___ Vorliegender Text

Eine einmal erteilte Erlaubnis erlische mithin nicht nur durch Zeitablauf (§ 2 Abs. 4 Satz
1 und 3 AÜG), bei einjähriger Nichtausübung (§ 2 Abs. 5 Satz 2 AÜG), bei Rücknahme
(§ 4 AÜG) oder Widerruf ( § 5 AÜG), sondern auch bei Tod oder bei Auflösung des
Erlaubnisträgers (BSG, 12.12.1991, a.a.O.).
78
Darüber hinaus gibt es - soweit ersichtlich - keine Rechtsprechung, die sich mit der
Frage auseinandersetzt, ob im Falle der Rechtsnachfolge bei einer Verschmelzung
ohne Liquidation die Arbeitnehmerüberlassung mit sofortiger Wirkung erlischt oder auf
den Rechtsnachfolger befristet oder unbefristet übertragen wird.
79
(5)

______

### [Aufgabe]
Schreiben Sie den Text über das Erlöschen der Erlaubnis zur Arbeitnehmerüberlassung vollständig und unverändert ab.

___ Daten

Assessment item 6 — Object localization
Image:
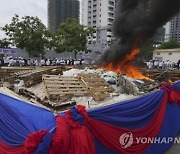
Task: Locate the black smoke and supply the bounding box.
[100,0,180,64]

______

### [Antwort]
Eine einmal erteilte Erlaubnis erlische mithin nicht nur durch Zeitablauf (§ 2 Abs. 4 Satz
1 und 3 AÜG), bei einjähriger Nichtausübung (§ 2 Abs. 5 Satz 2 AÜG), bei Rücknahme
(§ 4 AÜG) oder Widerruf ( § 5 AÜG), sondern auch bei Tod oder bei Auflösung des
Erlaubnisträgers (BSG, 12.12.1991, a.a.O.).
78
Darüber hinaus gibt es - soweit ersichtlich - keine Rechtsprechung, die sich mit der
Frage auseinandersetzt, ob im Falle der Rechtsnachfolge bei einer Verschmelzung
ohne Liquidation die Arbeitnehmerüberlassung mit sofortiger Wirkung erlischt oder auf
den Rechtsnachfolger befristet oder unbefristet übertragen wird.
79
(5)